WORK TO COMPLETE
Starting at the line that contains "Return the polygon of every instance of the utility" and continuing through the end of the entries below, lay out each entry as a row of a two-column CSV with the headers instruction and result. Put each entry's text and its answer in one quoted field apiece, with line breaks replaced by spaces.

DATA IN THIS EXERCISE

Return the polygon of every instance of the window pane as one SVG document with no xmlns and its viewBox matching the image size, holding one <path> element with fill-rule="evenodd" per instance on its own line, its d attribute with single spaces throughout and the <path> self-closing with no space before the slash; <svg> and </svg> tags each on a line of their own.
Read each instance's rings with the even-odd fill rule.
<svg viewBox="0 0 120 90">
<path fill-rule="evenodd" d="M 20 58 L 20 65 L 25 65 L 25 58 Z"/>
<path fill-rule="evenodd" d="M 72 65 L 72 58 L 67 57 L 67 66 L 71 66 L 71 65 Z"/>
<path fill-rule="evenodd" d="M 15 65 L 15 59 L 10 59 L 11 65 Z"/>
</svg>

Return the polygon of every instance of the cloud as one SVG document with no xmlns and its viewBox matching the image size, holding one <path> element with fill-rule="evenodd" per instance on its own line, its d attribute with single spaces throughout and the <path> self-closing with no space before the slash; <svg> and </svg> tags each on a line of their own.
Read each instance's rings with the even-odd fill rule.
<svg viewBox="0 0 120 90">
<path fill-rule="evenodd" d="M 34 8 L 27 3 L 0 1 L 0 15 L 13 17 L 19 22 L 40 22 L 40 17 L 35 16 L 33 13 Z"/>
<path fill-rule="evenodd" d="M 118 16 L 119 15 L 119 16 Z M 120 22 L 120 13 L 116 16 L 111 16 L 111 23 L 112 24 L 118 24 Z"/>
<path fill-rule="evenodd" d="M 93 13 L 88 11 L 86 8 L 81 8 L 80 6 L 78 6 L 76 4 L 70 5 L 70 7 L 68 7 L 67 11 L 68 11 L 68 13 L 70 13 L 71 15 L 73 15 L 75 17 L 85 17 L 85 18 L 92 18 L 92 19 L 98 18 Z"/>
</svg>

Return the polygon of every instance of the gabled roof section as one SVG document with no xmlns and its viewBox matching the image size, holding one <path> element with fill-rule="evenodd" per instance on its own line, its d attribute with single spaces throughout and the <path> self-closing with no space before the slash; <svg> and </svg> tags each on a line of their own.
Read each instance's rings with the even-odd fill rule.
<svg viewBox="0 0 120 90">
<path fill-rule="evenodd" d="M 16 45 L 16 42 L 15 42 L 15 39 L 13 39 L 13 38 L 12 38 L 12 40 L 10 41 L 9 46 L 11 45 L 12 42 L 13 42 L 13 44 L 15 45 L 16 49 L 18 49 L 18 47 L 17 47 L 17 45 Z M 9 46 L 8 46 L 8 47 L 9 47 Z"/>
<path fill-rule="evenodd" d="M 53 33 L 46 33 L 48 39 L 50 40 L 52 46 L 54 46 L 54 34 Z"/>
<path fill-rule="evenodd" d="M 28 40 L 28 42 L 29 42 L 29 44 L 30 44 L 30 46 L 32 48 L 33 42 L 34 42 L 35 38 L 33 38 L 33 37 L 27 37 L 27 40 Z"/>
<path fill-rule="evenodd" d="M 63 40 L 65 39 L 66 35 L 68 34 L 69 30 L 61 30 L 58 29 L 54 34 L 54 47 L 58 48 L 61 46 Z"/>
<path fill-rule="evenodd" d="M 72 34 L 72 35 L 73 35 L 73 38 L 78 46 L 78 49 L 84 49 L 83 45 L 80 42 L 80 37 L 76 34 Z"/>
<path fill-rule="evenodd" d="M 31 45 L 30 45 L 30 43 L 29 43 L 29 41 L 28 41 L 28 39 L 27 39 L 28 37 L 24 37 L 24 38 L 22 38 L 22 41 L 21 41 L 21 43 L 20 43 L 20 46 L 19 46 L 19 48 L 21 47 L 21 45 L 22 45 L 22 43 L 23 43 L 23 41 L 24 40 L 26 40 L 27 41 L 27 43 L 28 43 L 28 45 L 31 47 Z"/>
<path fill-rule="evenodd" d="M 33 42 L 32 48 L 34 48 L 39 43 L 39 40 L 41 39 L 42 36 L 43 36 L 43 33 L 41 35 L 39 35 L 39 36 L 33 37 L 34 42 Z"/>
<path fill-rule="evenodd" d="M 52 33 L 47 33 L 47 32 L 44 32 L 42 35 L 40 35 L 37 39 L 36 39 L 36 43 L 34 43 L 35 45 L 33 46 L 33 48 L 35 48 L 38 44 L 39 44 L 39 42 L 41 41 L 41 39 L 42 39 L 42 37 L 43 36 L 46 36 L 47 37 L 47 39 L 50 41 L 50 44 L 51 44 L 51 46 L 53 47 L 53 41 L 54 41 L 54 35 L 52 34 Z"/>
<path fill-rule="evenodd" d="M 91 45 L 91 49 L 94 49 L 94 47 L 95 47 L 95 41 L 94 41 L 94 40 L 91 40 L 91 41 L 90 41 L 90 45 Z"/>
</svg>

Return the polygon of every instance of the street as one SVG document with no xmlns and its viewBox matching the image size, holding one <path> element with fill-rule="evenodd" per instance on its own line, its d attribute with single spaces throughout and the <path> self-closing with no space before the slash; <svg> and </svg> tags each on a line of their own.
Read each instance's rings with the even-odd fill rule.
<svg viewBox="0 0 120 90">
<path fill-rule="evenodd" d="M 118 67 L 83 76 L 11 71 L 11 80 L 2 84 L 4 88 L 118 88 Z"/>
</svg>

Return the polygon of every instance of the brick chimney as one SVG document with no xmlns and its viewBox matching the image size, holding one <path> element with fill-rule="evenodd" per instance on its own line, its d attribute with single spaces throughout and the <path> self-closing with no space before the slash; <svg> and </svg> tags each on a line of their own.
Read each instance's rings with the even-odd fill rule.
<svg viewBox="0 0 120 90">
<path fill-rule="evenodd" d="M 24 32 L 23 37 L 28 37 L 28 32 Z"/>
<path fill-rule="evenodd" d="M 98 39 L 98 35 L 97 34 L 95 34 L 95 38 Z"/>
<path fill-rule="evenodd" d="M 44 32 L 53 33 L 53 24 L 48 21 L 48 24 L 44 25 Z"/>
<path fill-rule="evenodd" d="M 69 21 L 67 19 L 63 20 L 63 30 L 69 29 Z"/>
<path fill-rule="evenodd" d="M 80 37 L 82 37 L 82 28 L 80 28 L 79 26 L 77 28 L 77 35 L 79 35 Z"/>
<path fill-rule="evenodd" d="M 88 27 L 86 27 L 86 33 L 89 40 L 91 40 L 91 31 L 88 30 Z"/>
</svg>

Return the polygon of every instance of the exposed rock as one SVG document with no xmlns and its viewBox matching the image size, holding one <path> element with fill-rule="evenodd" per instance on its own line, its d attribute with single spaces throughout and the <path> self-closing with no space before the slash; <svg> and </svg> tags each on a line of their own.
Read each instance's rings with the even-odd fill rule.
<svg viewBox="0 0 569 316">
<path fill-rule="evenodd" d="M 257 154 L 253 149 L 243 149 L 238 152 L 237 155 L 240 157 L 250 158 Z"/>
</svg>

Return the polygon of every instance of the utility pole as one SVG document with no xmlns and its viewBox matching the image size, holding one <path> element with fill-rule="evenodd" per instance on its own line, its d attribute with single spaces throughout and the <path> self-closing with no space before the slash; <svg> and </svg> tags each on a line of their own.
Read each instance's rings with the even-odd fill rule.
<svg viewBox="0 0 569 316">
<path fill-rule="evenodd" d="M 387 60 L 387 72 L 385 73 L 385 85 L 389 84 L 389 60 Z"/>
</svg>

OUTPUT
instruction,result
"Return the polygon of every instance of the utility pole as one SVG document with no xmlns and its viewBox matching the image size, holding one <path> element with fill-rule=""evenodd"" per instance on its own line, its d attribute with single spaces throughout and the <path> self-closing with no space before the slash; <svg> and </svg> tags each on a line of their own. Read each instance's rings with the even-odd fill rule.","<svg viewBox=""0 0 569 316""> <path fill-rule=""evenodd"" d=""M 387 60 L 387 72 L 385 73 L 385 85 L 389 84 L 389 60 Z""/> </svg>"